Short problem ->
Please turn all the rows below into a numbered list, skipping any blank lines. Leave the pictures out of your answer.

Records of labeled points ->
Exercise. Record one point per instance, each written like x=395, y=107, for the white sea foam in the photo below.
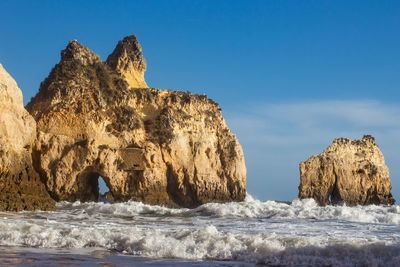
x=299, y=233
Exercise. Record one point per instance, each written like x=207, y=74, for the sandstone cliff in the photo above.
x=350, y=172
x=158, y=146
x=20, y=185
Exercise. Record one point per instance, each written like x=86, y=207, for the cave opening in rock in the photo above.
x=104, y=191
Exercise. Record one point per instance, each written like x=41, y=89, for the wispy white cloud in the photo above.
x=276, y=137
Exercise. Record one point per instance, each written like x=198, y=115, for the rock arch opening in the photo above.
x=91, y=186
x=104, y=192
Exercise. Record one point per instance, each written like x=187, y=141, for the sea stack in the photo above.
x=157, y=146
x=20, y=185
x=347, y=172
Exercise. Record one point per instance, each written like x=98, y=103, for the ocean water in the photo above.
x=297, y=233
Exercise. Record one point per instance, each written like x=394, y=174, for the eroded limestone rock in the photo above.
x=350, y=172
x=20, y=185
x=151, y=145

Result ->
1. Exercise. Record one point per instance, each written like x=395, y=107, for the white sea foam in the photo below.
2. x=299, y=233
3. Exercise. Record one point per instance, each written like x=207, y=74, for the sandstone cliff in the photo above.
4. x=350, y=172
5. x=158, y=146
6. x=20, y=185
7. Exercise. Record one point per instance, each written like x=86, y=207, for the cave opening in rock in the photo above.
8. x=104, y=191
9. Exercise. Record one point per instance, each written like x=41, y=89, for the wispy white cloud in the photo above.
10. x=276, y=137
11. Exercise. Record one point per instance, each written like x=198, y=115, for the rock arch opening in the photo above.
12. x=91, y=186
13. x=104, y=192
14. Exercise. Record one point per instance, each written like x=187, y=141, for the sea stack in the photo above.
15. x=157, y=146
16. x=20, y=185
17. x=347, y=172
18. Exercise. Record one point per instance, each written like x=98, y=103, for the ocean water in the photo above.
19. x=297, y=233
20. Exercise. Record one point per instance, each written like x=394, y=174, for the eroded limestone rock in the photo above.
21. x=350, y=172
22. x=20, y=185
23. x=151, y=145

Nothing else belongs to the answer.